===== DATASET EXCERPTS =====

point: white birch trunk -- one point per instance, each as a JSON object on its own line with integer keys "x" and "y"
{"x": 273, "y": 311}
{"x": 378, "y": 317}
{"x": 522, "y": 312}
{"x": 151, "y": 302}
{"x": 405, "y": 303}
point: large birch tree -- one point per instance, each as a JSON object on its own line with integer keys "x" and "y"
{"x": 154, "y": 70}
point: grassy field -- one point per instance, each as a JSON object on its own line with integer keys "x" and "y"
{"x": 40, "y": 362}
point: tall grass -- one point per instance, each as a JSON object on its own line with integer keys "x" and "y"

=====

## REQUIREMENT
Print each line of the data exactly. Keep all of it.

## RESULT OF THIS EXERCISE
point: white birch trunk -- one point per instance, each as a JSON object on its own line with integer keys "x" and "y"
{"x": 273, "y": 311}
{"x": 378, "y": 317}
{"x": 522, "y": 312}
{"x": 151, "y": 302}
{"x": 405, "y": 303}
point: large birch tree -- one point per instance, each as a JSON object on its own line with integer keys "x" and "y"
{"x": 154, "y": 70}
point: grassy field -- one point per instance, each as a JSON object on its own line with integer keys "x" and "y"
{"x": 40, "y": 362}
point: tall grass -- one point per instance, each as a JSON object on its own line with integer keys "x" and "y"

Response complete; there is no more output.